[Start of Attachment]
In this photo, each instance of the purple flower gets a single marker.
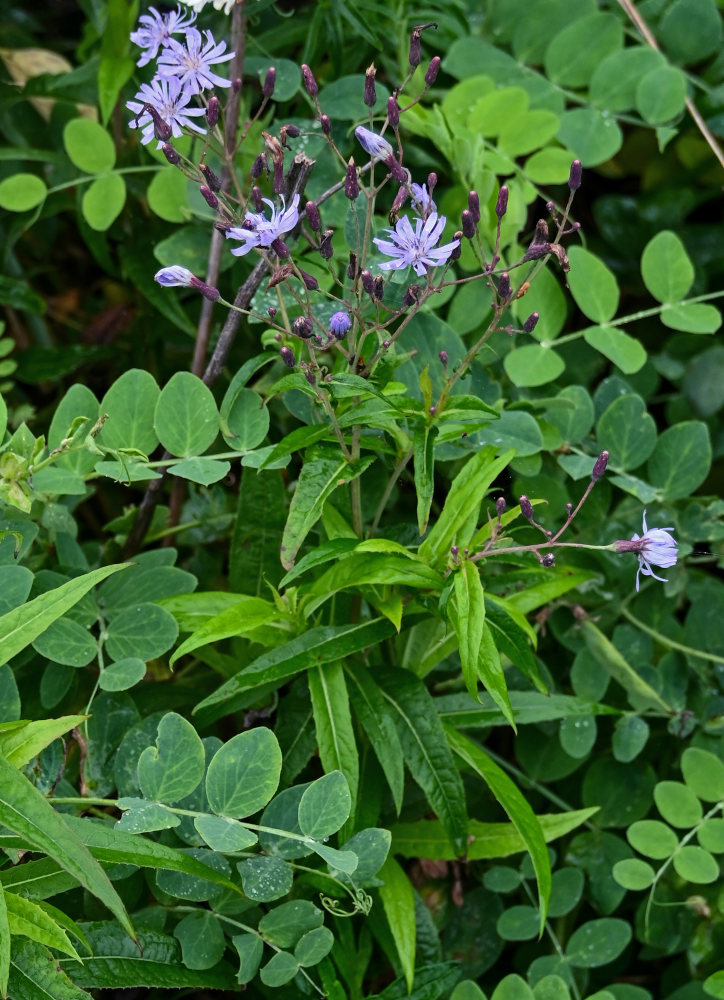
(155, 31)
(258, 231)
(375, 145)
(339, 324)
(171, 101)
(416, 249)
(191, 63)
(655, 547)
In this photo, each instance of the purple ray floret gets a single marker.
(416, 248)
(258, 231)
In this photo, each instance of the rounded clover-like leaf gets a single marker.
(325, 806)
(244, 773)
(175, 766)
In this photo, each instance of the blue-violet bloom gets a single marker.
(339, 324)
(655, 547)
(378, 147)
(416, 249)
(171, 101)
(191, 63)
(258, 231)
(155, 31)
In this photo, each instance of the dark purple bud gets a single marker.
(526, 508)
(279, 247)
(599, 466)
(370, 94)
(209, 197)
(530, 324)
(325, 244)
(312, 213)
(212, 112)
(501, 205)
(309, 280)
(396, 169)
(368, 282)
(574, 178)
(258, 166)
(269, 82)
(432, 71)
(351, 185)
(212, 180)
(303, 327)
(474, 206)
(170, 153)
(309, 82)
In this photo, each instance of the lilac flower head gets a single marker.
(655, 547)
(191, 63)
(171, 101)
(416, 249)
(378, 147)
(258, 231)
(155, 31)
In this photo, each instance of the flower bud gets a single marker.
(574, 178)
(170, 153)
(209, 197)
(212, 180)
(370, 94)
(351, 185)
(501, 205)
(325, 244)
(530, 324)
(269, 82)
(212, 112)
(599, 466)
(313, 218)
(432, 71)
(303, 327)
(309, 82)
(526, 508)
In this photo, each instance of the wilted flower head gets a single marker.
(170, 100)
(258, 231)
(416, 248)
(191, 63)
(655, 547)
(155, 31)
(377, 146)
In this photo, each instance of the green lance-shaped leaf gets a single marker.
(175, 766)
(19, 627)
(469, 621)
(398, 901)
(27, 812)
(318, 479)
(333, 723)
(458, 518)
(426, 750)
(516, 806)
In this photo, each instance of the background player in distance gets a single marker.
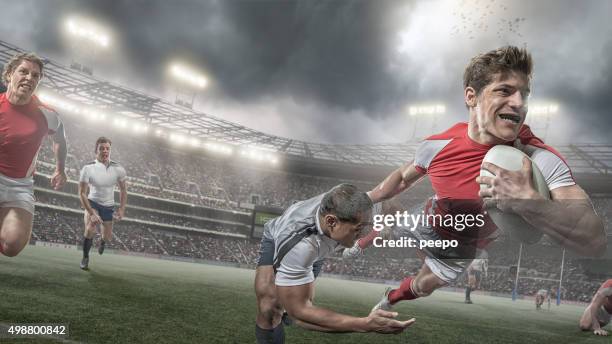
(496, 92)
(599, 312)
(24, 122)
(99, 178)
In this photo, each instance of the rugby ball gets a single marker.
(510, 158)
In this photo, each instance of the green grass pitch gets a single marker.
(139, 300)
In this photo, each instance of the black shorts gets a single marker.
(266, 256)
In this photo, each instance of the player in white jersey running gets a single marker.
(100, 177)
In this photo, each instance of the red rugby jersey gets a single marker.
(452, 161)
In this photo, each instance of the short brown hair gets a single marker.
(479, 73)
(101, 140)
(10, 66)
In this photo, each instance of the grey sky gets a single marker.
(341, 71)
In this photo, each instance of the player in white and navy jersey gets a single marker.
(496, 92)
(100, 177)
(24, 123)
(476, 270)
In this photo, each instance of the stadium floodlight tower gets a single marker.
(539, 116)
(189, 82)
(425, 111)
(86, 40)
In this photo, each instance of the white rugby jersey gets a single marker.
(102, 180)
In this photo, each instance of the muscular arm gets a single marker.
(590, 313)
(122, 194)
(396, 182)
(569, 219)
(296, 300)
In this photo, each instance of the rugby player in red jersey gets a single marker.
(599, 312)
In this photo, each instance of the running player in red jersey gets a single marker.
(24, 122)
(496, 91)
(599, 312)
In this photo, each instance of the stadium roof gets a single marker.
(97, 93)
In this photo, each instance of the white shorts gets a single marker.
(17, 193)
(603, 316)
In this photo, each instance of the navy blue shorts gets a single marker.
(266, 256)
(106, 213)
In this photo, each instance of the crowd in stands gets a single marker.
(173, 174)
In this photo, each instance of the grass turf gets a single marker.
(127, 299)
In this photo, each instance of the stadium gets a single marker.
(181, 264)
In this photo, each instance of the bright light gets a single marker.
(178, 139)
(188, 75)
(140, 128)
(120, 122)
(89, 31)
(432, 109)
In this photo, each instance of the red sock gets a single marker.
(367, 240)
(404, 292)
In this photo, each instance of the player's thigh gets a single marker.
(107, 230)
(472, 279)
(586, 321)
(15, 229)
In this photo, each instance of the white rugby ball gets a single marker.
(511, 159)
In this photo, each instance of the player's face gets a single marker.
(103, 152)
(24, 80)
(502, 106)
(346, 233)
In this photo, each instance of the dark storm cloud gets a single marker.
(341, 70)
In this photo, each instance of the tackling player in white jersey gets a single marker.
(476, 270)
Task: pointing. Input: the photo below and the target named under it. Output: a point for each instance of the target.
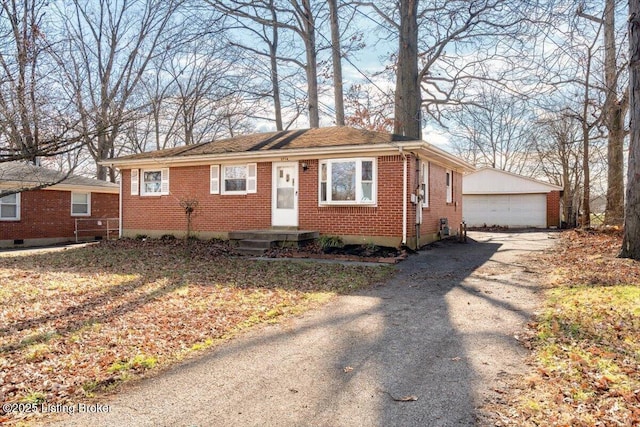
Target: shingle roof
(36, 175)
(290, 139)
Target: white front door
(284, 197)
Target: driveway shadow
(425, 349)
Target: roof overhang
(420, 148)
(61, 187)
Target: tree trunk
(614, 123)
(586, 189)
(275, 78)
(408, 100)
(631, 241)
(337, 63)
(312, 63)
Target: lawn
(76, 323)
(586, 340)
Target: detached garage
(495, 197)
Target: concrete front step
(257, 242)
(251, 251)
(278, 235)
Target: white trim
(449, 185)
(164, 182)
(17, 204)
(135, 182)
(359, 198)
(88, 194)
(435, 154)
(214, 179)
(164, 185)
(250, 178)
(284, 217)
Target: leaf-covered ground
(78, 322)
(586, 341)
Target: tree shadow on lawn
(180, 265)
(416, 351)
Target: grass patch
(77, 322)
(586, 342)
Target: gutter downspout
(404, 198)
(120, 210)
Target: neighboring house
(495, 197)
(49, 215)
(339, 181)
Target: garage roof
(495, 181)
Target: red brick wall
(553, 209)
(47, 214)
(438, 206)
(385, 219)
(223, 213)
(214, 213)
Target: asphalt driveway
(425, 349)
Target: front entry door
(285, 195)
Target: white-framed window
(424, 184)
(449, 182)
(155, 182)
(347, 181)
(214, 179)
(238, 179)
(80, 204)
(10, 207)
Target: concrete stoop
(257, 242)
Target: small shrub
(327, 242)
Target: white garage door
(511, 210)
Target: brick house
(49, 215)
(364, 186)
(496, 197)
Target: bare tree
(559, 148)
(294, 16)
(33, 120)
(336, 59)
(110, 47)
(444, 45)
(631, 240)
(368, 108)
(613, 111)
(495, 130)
[End of Attachment]
## DIRECTIONS
Transcribe the complete set of entries verbatim. No pictures belong in the copy.

## ANSWER TO THIS TASK
In this photo, each instance of the purple flower gets a single marker.
(155, 31)
(258, 231)
(375, 145)
(339, 324)
(171, 101)
(416, 249)
(191, 63)
(655, 547)
In this photo, each instance of the purple ray floret gets a single marker.
(416, 248)
(258, 231)
In this photo, each instance of the rounded clover-like leaf gets a single marker.
(325, 806)
(244, 773)
(175, 766)
In this photo, each instance of the blue-violet bloom gets a single marker.
(339, 324)
(655, 547)
(378, 147)
(416, 249)
(171, 101)
(191, 63)
(258, 231)
(155, 31)
In this photo, each instance of the dark purple bud gets a single marker.
(526, 508)
(279, 247)
(599, 466)
(370, 94)
(209, 197)
(530, 324)
(325, 244)
(312, 213)
(212, 112)
(501, 205)
(309, 280)
(396, 169)
(368, 282)
(574, 178)
(258, 166)
(269, 82)
(432, 71)
(351, 185)
(212, 180)
(303, 327)
(474, 206)
(170, 153)
(309, 82)
In this photo, each instance of the lilac flower head gets a single marker.
(655, 547)
(191, 63)
(171, 101)
(416, 249)
(378, 147)
(258, 231)
(155, 31)
In this photo, each instance of the flower bud gets a single marker.
(574, 178)
(170, 153)
(209, 197)
(212, 180)
(370, 94)
(351, 185)
(501, 205)
(325, 244)
(530, 324)
(269, 82)
(212, 112)
(599, 466)
(313, 218)
(432, 71)
(303, 327)
(309, 82)
(526, 508)
In this photo, each instance of the wilted flower head gets a single marker.
(170, 100)
(258, 231)
(416, 248)
(191, 63)
(655, 547)
(155, 31)
(377, 146)
In this photo, each instance of the green lance-shaped leaf gets a single marker.
(175, 766)
(19, 627)
(469, 621)
(398, 901)
(27, 812)
(318, 479)
(333, 723)
(458, 518)
(426, 750)
(516, 806)
In this photo, each instance of the background player in distance gets a single marker.
(496, 92)
(599, 312)
(24, 122)
(99, 178)
In this photo, each instance of the rugby ball gets a single marker.
(510, 158)
In this photo, each instance of the green grass pitch gets a single marker.
(139, 300)
In this photo, each instance of the black shorts gets a single marker.
(266, 256)
In this photo, each instance of the player in white jersey running gets a single marker.
(100, 177)
In this photo, each instance of the red rugby jersey gets a single marker.
(452, 161)
In this photo, each instance of the short brown hair gets a single marker.
(479, 73)
(101, 140)
(10, 66)
In this photo, each instance of the grey sky gets a single marker.
(341, 71)
In this photo, each instance of the player in white and navy jersey gets a single marker.
(496, 92)
(100, 177)
(24, 123)
(476, 270)
In this photo, each instance of the stadium floodlight tower gets a single marker.
(539, 116)
(189, 82)
(425, 111)
(86, 40)
In this photo, each instance of the white rugby jersey gets a single marker.
(102, 180)
In this photo, each instance of the muscular arm gets a single marker.
(590, 313)
(122, 194)
(396, 182)
(569, 219)
(296, 300)
In this photo, each instance of the rugby player in red jersey gets a single marker.
(599, 312)
In this photo, each instance of the running player in red jersey gets a single marker.
(24, 122)
(496, 91)
(599, 312)
In this photo, each instance of the stadium roof gets a single marker.
(97, 93)
In this photo, each instance of the white shorts gets a single marker.
(17, 193)
(603, 316)
In this photo, each instance of the navy blue shorts gets a single marker.
(266, 256)
(106, 213)
In this photo, each instance of the crowd in stands gets a single marker.
(173, 174)
In this photo, each instance of the grass turf gets a single marker.
(127, 299)
In this photo, each instance of the stadium gets a single marker.
(181, 264)
In this photo, each instance of the bright light gets a single marker.
(178, 139)
(188, 75)
(140, 128)
(120, 122)
(89, 31)
(432, 109)
In this photo, each instance of the red sock gets a single marker.
(367, 240)
(404, 292)
In this photo, each instance of the player's thigh gets a single marker.
(107, 230)
(472, 279)
(586, 321)
(15, 229)
In this photo, each instance of the white rugby ball gets a single marker.
(511, 159)
In this photo, each instance of the player's face gets a single marker.
(103, 152)
(24, 80)
(502, 106)
(346, 233)
In this photo, each instance of the dark storm cloud gets a single marker.
(341, 70)
In this photo, each instance of the tackling player in white jersey gets a single marker.
(476, 270)
Task: pointing. Input: the photo below and the target named under it. Output: a point for each instance of the target.
Target: shingle roof
(36, 175)
(290, 139)
Target: white front door
(284, 197)
Target: driveway shadow
(425, 349)
Target: roof overhang
(420, 148)
(61, 187)
Target: tree trunk
(614, 123)
(586, 189)
(275, 78)
(408, 100)
(631, 241)
(337, 63)
(312, 63)
Target: lawn
(76, 323)
(586, 340)
Target: detached garage
(495, 197)
Target: concrete front step
(257, 242)
(251, 251)
(278, 235)
Target: white trim
(449, 185)
(164, 182)
(17, 204)
(135, 182)
(359, 198)
(88, 194)
(435, 154)
(214, 179)
(164, 185)
(250, 178)
(284, 217)
Target: leaf-covered ground
(78, 322)
(586, 341)
Target: tree shadow on lawn
(180, 265)
(416, 351)
Target: grass patch
(77, 322)
(586, 342)
Target: gutter downspout
(404, 198)
(120, 210)
Target: neighboring house
(495, 197)
(49, 215)
(339, 181)
Target: garage roof
(495, 181)
Target: red brick wall
(553, 209)
(47, 214)
(438, 206)
(385, 219)
(223, 213)
(214, 213)
Target: asphalt driveway
(425, 349)
Target: front entry door
(285, 195)
Target: white-framed window
(424, 184)
(449, 182)
(155, 182)
(347, 181)
(214, 179)
(238, 179)
(80, 204)
(10, 207)
Target: concrete stoop
(257, 242)
Target: small shrub
(327, 242)
Target: white garage door
(511, 210)
Target: brick house
(49, 215)
(364, 186)
(496, 197)
Target: bare tree
(559, 148)
(294, 16)
(33, 120)
(336, 59)
(110, 47)
(444, 45)
(631, 240)
(368, 108)
(613, 111)
(495, 130)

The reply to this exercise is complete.